# Exercise requirements
In the Wading River text, copy everything from "Wading River is" down to "a school district." and swap "Shoreham" for "Calverton".

Wading River is a hamlet and census-designated place (CDP) in Suffolk County, New York, United States, on the North Shore of Long Island. As of the 2020 census, Wading River had a population of 7,731. It is adjacent to Shoreham and shares a school district.

Most of Wading River lies within the Town of Riverhead, but a small portion is in the Town of Brookhaven. The name of the hamlet comes from the original Algonquian name for the area, Pauquaconsuk, meaning "the place where we wade for thick, round-shelled clams". It was also previously known as “Lonsefekwa”. "Wading in the River" or Wading River was adopted by the first English colonists.

==History==
===1671===
The earliest English records show a settlement known as Wading River was founded by eight colonial families. "The spot for the village was chosen with care. There was a stream adequate for water power and abounding in seafood...good water for drinking...soil rich enough to grow essential crops, woodland for fuel, building material and food, topography to offer protection from the elements, meadowland for its grass."

# Entries provided
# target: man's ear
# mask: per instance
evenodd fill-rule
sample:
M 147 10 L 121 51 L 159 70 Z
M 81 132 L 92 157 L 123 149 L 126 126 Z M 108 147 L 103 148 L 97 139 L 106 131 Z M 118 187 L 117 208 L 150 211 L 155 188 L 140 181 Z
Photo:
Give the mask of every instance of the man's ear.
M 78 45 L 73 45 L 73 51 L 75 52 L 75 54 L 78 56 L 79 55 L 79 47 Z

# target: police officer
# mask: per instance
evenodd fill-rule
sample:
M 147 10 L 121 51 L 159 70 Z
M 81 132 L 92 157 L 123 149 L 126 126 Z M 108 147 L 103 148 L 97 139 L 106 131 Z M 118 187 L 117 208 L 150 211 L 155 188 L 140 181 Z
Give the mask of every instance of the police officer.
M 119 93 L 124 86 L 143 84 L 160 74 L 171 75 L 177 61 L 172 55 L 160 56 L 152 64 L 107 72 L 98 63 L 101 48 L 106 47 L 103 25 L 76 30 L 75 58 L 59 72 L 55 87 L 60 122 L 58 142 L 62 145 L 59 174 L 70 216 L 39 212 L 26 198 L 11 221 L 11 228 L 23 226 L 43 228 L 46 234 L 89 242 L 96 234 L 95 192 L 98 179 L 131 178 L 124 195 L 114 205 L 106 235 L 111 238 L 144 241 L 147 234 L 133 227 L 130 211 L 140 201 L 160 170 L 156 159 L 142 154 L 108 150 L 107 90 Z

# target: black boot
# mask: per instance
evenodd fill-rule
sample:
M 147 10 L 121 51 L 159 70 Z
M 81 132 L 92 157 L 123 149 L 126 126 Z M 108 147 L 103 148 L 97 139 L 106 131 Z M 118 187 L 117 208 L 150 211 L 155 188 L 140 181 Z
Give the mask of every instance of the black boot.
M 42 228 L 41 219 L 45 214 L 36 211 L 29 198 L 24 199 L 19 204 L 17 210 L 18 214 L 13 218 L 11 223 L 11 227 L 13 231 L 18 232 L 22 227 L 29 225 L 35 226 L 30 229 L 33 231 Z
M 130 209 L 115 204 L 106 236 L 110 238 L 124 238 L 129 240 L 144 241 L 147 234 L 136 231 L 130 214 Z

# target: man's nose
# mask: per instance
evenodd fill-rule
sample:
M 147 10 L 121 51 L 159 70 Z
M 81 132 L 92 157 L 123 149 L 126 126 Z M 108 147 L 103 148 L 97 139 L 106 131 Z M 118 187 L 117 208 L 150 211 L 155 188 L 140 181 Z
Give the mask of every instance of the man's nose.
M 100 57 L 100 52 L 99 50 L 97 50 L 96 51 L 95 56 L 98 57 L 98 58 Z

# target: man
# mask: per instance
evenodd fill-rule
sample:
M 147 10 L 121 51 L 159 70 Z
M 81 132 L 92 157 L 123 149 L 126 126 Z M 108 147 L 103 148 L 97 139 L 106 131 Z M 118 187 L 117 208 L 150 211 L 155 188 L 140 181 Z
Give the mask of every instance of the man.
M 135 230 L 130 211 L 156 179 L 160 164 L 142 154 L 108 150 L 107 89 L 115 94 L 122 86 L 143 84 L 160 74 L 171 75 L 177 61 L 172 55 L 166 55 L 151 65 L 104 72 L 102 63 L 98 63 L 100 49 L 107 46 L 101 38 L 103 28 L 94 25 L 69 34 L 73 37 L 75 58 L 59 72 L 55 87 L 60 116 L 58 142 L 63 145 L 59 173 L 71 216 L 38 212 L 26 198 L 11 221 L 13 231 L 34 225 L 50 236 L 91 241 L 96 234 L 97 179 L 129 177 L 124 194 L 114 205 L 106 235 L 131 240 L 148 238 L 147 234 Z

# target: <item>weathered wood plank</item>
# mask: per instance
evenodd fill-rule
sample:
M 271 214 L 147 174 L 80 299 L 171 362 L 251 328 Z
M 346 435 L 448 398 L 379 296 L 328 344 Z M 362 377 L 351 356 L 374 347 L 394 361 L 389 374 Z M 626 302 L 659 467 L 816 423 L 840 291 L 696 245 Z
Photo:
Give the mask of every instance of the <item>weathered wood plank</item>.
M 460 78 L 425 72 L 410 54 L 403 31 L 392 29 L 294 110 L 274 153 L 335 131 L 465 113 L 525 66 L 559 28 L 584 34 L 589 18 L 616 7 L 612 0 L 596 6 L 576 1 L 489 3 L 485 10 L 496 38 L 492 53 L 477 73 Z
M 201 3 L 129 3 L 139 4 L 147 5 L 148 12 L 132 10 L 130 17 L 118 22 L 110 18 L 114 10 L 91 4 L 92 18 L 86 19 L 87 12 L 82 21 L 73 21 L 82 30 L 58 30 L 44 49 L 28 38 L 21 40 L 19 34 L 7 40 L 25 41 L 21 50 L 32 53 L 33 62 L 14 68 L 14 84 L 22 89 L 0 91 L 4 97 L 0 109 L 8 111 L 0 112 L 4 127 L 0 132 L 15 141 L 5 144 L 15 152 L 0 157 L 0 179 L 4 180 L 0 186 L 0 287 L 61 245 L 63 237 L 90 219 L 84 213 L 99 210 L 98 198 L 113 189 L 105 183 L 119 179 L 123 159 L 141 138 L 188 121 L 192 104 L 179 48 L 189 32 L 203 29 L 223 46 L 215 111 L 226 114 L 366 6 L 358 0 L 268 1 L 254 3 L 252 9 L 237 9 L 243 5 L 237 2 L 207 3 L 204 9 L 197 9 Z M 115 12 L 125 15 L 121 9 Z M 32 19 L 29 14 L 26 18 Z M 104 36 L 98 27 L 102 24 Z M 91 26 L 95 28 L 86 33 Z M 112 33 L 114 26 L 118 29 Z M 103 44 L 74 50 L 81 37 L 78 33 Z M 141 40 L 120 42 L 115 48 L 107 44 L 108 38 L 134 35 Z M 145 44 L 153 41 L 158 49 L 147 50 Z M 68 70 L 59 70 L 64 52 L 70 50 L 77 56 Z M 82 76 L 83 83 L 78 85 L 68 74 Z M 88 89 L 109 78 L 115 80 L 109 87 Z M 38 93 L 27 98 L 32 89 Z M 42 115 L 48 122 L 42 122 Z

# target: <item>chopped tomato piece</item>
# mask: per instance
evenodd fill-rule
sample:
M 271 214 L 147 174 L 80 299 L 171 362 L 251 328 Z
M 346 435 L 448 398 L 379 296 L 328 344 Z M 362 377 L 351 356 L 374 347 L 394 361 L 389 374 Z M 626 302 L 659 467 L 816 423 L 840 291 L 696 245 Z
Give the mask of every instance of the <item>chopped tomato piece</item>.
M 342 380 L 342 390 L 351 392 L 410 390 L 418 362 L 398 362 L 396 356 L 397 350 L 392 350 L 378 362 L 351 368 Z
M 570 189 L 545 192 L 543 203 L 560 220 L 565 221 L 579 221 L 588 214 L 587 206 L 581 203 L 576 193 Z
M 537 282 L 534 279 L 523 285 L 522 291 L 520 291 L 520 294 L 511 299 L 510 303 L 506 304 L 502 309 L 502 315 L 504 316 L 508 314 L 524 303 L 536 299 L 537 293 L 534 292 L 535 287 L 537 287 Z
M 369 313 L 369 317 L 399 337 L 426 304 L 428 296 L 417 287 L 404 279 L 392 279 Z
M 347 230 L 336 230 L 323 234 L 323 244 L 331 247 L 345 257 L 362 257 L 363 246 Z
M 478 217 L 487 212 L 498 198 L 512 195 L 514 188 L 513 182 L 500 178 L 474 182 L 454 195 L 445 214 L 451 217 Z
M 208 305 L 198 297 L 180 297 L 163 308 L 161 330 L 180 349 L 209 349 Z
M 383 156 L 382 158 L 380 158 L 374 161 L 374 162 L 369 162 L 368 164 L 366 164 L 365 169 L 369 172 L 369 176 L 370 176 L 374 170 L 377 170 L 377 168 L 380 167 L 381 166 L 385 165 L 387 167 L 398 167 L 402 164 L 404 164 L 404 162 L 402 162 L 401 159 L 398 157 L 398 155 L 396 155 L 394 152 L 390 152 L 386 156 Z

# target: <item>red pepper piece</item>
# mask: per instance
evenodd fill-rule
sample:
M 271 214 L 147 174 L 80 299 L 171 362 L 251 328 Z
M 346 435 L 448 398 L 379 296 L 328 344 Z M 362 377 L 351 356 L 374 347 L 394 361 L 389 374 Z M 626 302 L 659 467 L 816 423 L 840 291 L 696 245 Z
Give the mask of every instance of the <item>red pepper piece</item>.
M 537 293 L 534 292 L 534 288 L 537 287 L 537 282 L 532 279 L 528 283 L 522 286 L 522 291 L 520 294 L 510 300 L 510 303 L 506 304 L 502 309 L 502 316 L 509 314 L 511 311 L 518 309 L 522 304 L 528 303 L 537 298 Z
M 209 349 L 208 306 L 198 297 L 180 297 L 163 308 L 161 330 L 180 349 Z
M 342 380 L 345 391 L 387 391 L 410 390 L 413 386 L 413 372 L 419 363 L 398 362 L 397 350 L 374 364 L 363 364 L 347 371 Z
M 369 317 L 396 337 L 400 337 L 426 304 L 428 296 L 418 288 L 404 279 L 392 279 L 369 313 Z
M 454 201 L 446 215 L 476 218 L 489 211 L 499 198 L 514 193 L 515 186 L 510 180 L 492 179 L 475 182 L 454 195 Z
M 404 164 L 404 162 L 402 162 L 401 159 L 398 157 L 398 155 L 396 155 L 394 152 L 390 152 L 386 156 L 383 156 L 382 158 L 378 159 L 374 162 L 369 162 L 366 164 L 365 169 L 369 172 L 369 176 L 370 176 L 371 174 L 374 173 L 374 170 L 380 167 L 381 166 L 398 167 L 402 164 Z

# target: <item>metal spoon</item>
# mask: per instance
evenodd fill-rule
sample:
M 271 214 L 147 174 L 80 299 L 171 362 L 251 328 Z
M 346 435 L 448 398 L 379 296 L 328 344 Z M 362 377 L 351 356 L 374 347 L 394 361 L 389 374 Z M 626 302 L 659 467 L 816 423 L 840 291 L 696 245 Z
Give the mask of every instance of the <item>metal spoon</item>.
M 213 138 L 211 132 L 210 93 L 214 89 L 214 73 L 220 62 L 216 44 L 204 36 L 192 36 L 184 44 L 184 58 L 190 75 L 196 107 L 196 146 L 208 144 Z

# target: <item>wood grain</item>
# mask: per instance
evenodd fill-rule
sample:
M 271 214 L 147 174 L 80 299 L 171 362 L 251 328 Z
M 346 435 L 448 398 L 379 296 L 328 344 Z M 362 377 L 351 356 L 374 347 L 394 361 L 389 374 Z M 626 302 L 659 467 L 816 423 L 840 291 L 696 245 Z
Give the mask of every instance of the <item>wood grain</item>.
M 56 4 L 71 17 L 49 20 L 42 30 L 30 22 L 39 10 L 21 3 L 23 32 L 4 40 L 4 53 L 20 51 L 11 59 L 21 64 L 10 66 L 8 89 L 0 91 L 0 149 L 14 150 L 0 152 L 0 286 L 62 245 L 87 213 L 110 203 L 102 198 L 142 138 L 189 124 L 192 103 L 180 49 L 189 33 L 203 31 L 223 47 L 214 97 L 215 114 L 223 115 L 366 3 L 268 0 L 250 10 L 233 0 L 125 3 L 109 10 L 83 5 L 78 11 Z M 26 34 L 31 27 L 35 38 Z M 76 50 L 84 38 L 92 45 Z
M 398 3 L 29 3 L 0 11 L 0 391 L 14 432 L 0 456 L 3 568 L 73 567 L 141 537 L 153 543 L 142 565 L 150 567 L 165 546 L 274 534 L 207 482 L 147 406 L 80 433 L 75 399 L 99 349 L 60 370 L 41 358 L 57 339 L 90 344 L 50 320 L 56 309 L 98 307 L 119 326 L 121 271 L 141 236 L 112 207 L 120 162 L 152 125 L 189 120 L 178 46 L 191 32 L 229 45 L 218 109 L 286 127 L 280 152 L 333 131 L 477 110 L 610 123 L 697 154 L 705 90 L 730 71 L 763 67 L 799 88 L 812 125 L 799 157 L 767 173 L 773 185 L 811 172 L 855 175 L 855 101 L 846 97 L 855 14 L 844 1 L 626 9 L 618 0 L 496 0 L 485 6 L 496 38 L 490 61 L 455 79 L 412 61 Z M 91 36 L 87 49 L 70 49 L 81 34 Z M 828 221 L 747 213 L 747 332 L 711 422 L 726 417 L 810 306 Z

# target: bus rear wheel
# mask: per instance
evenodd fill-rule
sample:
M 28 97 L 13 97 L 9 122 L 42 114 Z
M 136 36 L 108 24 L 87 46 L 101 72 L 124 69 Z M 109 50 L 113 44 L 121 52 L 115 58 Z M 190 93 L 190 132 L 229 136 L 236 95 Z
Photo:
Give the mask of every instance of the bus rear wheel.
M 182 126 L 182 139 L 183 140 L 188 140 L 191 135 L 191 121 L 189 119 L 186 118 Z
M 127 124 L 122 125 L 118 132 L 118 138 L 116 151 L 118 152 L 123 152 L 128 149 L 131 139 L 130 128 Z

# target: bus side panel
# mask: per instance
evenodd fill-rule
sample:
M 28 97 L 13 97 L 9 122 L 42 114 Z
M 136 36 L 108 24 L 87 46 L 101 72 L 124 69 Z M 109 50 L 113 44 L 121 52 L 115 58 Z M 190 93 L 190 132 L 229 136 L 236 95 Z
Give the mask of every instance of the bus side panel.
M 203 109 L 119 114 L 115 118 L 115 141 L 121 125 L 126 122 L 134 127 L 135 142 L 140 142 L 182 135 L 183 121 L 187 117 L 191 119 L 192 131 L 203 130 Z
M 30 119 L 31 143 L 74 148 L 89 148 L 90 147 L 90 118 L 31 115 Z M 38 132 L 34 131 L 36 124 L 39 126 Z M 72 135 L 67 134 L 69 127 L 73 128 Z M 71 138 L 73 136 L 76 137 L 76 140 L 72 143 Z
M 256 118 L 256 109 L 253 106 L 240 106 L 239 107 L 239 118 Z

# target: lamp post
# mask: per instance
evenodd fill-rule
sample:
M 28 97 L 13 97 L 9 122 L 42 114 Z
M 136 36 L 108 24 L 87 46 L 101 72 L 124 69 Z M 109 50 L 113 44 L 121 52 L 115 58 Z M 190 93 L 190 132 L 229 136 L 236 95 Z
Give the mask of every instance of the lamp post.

# Solution to this problem
Wading River is a hamlet and census-designated place (CDP) in Suffolk County, New York, United States, on the North Shore of Long Island. As of the 2020 census, Wading River had a population of 7,731. It is adjacent to Calverton and shares a school district.